> WHAT IS NEEDED:
Your answer should consist solely of the lines from the first line of the data through the line with "point: one pixel per instance, each like <point>142,238</point>.", each reproduced exactly.

((

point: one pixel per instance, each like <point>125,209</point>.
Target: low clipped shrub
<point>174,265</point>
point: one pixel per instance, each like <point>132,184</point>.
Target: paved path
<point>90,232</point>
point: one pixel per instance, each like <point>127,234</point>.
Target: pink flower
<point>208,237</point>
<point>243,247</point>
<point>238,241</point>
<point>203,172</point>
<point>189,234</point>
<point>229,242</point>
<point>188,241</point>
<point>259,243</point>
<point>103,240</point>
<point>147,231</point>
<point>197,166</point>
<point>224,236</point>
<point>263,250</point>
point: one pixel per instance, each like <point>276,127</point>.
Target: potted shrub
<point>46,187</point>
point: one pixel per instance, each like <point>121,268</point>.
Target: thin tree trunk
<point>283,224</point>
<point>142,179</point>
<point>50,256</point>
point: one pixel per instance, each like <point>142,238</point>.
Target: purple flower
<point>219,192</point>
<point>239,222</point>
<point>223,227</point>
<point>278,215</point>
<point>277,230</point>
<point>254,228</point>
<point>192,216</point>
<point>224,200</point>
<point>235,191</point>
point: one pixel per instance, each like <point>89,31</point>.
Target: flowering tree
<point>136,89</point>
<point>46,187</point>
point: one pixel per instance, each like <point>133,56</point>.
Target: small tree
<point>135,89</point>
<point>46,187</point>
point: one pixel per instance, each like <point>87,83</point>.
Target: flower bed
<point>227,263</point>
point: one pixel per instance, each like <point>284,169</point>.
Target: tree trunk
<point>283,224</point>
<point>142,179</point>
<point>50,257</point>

))

> WRITTEN ANSWER:
point: one pixel per instance, each like <point>125,209</point>.
Target: low clipped shrub
<point>174,265</point>
point: one pixel per instance, each like <point>132,184</point>.
Target: paved path
<point>90,232</point>
point: one pixel per instance, each like <point>127,234</point>.
Target: pink flower
<point>208,237</point>
<point>243,247</point>
<point>238,241</point>
<point>203,172</point>
<point>189,234</point>
<point>229,242</point>
<point>188,241</point>
<point>259,243</point>
<point>103,240</point>
<point>147,231</point>
<point>197,166</point>
<point>224,236</point>
<point>263,250</point>
point: one pixel per instance, each like <point>276,127</point>.
Target: potted shrub
<point>46,187</point>
point: one pixel per instance, each like <point>121,268</point>.
Target: thin tree trunk
<point>283,224</point>
<point>142,179</point>
<point>50,256</point>
point: one pixel per instance, each like <point>142,238</point>.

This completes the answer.